Text for analysis: Begin

Malicious Injection — It's Not Just For SQL Anymore 119
nywanna writes "When most people think of malicious injection, they think of SQL injection. The fact is, if you are using XML documents or an LDAP directory, you are just as vulnerable to a malicious injection as you would be using SQL. Bryan Sullivan looks at the different types of malicious code injections and examines the very basics of preventing these injections."
Old news (Score:4, Insightful)
More old news (Score:4, Insightful)
From TFA:
Seems simple enough, but it's amazing how often this is ignored or implemented badly.
know your system (Score:2, Insightful)
How come they are not well known to developers. Last time I checked if I dont use ldap somewhere along my lines
of codes I'm not in trouble of a ldap injection. Know your systems and check yours inputs! god damn!
Validate this (Score:4, Insightful)
RE: validating input fields...
I can't help but feel that most developers have at least a little common sense and do something along those lines anyway.
I often write little validate_input(char *string, char *format) that checks all input string from a user are simple, but more often than not very effective. How is this any different from using white and black lists. Any coder worth their salt would do something to stop malicious input, but no one in completely infallible.
Security of anything in this world is near on impossible. Hackers will get around anything given time.

Text for analysis: End
Entries provided: Begin

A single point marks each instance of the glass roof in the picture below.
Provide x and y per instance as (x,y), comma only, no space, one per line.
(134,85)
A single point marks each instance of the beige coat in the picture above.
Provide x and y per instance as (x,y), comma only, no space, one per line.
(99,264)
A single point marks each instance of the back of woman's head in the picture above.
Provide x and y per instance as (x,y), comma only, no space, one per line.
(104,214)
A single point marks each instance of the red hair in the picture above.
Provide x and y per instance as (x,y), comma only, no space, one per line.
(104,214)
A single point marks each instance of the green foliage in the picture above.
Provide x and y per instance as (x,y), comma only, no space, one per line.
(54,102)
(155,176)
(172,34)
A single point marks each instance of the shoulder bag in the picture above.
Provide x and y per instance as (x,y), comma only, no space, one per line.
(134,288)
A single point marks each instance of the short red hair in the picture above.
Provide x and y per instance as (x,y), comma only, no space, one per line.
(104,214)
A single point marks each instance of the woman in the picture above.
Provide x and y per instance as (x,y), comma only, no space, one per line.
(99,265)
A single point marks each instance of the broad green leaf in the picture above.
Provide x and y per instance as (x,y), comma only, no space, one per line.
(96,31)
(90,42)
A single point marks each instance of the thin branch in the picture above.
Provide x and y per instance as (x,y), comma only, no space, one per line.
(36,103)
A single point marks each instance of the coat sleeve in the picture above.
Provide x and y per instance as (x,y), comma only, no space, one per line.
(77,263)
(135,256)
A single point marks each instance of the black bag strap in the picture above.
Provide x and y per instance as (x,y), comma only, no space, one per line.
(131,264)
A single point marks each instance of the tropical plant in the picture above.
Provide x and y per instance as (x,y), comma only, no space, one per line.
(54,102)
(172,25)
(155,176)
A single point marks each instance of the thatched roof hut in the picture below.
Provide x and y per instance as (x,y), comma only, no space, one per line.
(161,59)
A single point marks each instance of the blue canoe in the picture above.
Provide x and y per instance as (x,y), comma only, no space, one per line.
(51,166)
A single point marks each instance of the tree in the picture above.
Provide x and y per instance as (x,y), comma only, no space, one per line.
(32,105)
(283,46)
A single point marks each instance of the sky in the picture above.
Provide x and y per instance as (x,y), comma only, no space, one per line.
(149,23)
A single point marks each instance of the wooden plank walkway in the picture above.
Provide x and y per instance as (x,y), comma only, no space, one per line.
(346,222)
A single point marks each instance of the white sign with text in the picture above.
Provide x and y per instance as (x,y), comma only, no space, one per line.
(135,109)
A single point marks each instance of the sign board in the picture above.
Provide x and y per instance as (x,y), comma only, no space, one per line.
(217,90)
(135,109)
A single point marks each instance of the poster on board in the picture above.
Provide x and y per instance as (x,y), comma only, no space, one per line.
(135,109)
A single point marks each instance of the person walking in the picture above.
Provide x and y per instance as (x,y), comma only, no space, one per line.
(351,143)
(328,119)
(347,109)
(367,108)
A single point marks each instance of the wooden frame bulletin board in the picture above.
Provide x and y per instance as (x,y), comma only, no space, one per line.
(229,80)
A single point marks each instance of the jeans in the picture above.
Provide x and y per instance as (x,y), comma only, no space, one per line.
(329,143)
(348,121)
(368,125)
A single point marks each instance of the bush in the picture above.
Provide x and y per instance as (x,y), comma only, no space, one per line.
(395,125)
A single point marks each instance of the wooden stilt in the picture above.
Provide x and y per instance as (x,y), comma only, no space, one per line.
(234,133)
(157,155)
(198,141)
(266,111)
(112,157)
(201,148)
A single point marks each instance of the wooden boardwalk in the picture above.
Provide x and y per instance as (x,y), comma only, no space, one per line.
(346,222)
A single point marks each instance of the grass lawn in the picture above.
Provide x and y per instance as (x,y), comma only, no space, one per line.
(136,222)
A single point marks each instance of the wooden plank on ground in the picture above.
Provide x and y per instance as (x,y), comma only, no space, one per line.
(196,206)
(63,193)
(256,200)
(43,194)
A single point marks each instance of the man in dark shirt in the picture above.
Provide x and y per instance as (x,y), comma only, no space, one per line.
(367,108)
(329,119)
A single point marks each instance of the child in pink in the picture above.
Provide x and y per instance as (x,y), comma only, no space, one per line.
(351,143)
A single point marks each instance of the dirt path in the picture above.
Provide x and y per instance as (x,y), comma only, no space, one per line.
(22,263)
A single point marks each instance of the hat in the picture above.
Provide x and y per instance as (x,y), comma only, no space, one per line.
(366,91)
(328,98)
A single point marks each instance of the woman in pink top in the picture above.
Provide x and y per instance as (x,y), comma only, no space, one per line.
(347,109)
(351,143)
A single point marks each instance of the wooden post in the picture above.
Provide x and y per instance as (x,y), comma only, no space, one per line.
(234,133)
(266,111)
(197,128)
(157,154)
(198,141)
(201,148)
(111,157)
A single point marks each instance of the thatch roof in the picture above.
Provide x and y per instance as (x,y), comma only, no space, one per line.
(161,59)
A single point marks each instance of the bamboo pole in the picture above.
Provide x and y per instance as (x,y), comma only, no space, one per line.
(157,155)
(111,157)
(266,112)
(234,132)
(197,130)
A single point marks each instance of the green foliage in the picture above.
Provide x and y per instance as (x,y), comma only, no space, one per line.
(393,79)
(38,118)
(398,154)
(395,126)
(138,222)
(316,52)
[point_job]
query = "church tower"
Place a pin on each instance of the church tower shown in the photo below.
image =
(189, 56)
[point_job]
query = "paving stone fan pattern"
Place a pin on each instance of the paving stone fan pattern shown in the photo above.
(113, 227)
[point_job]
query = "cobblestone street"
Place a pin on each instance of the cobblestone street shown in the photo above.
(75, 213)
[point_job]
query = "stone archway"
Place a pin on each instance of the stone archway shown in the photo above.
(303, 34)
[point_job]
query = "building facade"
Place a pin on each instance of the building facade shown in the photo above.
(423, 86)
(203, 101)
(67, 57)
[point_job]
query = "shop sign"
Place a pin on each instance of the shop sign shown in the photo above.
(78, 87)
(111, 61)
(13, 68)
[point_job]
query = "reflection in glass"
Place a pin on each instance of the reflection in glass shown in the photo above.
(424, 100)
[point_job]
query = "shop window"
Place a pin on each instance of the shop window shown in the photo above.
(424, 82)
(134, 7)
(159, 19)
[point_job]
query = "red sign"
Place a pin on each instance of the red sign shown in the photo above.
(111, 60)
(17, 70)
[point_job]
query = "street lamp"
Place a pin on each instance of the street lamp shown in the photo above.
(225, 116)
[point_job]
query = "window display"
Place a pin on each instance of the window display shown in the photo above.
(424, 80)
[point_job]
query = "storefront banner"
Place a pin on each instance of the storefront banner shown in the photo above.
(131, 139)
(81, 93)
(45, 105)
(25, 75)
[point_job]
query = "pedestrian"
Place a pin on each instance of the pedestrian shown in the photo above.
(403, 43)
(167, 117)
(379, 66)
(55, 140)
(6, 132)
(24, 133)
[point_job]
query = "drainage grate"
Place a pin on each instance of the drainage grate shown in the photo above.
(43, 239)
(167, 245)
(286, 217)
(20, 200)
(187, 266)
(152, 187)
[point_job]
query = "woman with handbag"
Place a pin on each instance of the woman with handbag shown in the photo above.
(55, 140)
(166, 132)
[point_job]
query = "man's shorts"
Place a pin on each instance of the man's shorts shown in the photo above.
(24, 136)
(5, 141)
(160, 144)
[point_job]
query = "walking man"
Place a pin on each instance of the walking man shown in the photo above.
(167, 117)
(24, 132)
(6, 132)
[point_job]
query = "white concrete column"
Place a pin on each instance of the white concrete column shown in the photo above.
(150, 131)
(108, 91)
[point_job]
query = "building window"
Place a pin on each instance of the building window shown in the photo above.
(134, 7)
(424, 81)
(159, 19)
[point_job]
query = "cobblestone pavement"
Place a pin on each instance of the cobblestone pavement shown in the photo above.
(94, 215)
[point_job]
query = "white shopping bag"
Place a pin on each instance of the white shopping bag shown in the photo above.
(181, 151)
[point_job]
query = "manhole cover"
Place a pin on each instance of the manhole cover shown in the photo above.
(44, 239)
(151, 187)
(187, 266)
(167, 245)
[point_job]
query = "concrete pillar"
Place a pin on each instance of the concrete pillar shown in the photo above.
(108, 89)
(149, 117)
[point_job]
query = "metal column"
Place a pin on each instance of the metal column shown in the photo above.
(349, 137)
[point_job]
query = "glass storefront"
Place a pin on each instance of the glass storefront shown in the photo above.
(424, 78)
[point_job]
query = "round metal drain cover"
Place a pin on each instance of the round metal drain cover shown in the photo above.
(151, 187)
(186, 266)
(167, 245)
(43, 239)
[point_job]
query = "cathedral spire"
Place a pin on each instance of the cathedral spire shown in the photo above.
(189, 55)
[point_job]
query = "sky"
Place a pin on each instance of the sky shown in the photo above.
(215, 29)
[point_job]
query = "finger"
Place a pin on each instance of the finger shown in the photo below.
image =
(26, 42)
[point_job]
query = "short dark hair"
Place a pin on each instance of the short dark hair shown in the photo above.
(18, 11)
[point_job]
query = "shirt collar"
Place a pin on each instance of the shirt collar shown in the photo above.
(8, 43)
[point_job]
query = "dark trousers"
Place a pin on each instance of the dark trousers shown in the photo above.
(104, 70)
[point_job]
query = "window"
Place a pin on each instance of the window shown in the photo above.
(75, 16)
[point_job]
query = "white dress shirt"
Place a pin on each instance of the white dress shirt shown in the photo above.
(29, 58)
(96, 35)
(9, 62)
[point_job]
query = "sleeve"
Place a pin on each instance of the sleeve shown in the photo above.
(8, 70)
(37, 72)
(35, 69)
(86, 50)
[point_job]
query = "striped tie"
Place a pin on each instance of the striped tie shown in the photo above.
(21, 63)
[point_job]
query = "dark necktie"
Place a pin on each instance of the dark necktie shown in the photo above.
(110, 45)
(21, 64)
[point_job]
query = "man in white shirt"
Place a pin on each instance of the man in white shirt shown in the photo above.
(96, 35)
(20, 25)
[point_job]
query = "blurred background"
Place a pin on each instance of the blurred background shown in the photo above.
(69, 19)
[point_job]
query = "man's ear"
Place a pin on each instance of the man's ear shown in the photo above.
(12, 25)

Entries provided: End

* _What needs to be done_:
In the discussion of malicious injection, rewrite everything from "Validate this (Score:4, Insightful)" down to "those lines anyway.", swapping "common sense" for "good judgment". You won't need the records for anything here.

* _Result below_:
Validate this (Score:4, Insightful)
RE: validating input fields...
I can't help but feel that most developers have at least a little good judgment and do something along those lines anyway.